What the exercise asks: Exactly reproduce the lines from the line containing "Mark the toilet seat lid" to the end of the data below, inclusive, and nothing else.

Location identification items:
————
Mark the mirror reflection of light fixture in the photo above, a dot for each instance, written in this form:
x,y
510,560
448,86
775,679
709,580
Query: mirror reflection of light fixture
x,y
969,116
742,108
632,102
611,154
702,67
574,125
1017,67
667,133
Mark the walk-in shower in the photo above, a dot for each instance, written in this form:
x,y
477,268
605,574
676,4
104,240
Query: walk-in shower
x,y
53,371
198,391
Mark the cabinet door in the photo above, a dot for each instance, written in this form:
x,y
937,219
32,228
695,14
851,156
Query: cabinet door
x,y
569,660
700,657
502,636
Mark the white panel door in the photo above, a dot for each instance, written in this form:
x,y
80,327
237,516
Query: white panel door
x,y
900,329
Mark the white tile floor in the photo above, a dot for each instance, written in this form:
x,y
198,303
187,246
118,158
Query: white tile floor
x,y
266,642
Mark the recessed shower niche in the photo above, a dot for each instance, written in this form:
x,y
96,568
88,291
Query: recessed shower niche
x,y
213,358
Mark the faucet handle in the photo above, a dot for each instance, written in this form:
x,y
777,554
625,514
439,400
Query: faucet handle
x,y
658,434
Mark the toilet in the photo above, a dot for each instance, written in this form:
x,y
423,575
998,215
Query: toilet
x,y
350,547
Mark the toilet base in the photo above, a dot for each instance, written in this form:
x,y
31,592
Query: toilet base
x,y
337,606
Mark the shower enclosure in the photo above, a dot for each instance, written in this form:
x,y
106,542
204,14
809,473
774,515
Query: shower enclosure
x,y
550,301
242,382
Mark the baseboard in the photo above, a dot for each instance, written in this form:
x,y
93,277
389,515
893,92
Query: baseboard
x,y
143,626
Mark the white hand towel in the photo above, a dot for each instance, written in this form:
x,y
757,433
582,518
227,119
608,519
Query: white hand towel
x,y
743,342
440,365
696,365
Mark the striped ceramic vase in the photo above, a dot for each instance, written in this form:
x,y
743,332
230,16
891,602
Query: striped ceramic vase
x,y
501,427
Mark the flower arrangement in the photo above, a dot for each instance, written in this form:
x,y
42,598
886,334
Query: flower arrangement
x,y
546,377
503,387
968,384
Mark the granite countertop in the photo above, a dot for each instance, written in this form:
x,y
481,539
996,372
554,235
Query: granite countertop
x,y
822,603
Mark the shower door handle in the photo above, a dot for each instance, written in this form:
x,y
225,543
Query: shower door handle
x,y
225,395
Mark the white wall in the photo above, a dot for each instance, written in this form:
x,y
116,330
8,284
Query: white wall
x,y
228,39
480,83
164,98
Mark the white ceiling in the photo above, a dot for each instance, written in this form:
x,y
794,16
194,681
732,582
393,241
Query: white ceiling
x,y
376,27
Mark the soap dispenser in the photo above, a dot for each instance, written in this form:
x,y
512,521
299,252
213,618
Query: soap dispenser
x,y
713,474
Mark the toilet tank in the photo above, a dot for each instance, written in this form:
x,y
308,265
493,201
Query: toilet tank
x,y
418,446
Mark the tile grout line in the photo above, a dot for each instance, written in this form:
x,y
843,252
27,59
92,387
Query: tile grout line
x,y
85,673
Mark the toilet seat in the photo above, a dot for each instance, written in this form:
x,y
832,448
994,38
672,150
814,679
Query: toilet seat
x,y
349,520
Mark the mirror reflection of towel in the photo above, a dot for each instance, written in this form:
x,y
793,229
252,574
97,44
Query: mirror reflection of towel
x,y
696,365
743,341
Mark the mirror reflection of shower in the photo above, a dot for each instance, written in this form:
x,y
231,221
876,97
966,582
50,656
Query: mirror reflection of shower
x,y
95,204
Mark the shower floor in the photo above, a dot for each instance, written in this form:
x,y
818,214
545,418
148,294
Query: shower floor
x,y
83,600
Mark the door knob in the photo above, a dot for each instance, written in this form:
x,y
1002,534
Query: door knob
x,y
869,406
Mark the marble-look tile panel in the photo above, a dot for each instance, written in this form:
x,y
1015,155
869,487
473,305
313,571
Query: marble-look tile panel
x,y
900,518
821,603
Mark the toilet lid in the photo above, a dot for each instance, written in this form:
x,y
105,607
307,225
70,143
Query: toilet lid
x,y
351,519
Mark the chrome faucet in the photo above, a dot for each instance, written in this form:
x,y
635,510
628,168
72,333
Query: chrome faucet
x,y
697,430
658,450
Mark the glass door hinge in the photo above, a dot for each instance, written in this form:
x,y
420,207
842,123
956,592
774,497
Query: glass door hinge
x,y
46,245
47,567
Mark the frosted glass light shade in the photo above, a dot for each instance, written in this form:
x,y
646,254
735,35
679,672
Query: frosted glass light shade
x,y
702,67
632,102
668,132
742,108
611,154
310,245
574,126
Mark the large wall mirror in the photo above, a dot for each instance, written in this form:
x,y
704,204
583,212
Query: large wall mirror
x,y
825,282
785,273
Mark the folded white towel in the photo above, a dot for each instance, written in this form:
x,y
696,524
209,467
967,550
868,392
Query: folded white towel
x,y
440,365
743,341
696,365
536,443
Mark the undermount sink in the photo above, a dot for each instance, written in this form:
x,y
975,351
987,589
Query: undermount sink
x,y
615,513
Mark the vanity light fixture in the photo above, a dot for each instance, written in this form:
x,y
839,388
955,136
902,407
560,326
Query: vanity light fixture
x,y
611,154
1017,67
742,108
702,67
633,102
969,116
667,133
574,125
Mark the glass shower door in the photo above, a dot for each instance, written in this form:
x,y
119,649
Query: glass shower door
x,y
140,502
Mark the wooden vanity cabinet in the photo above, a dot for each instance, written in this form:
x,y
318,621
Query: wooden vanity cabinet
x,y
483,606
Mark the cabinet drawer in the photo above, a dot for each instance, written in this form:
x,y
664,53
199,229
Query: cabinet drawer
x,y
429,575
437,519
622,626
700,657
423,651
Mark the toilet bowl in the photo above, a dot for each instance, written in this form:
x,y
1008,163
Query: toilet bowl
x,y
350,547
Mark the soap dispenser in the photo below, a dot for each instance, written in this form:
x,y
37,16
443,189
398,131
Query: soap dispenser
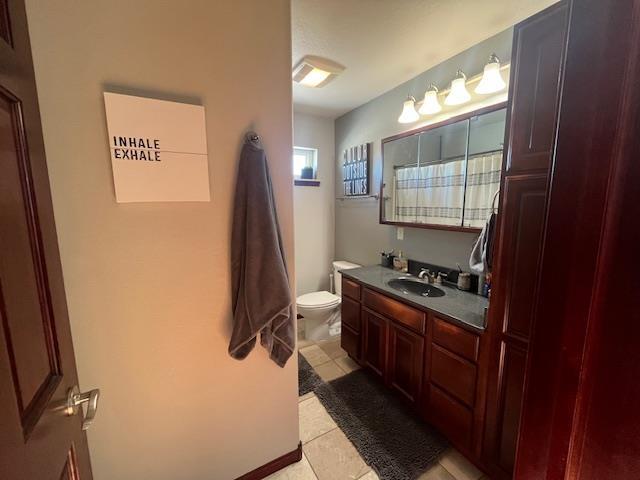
x,y
397,261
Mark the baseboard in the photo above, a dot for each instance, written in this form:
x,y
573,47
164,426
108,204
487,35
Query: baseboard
x,y
274,465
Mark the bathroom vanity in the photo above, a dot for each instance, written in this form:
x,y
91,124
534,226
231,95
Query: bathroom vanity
x,y
427,349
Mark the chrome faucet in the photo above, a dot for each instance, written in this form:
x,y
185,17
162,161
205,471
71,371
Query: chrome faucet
x,y
425,272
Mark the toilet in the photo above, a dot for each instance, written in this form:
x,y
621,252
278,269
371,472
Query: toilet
x,y
321,310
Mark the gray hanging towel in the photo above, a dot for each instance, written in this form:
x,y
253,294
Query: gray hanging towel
x,y
261,296
481,258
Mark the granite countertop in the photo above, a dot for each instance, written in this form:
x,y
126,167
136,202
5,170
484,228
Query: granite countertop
x,y
463,308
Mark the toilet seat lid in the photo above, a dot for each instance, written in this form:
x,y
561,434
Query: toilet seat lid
x,y
317,299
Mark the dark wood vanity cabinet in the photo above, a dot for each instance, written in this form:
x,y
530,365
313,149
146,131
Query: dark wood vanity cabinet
x,y
405,362
375,331
428,361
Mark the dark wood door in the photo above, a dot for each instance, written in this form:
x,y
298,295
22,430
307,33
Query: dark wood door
x,y
37,368
374,341
536,78
580,411
405,363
————
Correct result:
Mark the toilet seat lid in the photo above, a dot for each instance, written in this form:
x,y
561,434
Query: toilet seat lid
x,y
317,299
Mark the dark wood vanity cabinet in the photo above, a dot for each instance, written in this form:
x,y
530,365
313,149
146,131
Query: dark wood vanity cabinet
x,y
405,362
375,331
428,361
Mark the dark wood door in the photo above, a dot for each instance, written in this form:
x,y
298,295
22,430
307,33
Query: dark wood door
x,y
37,368
374,341
536,78
580,411
405,363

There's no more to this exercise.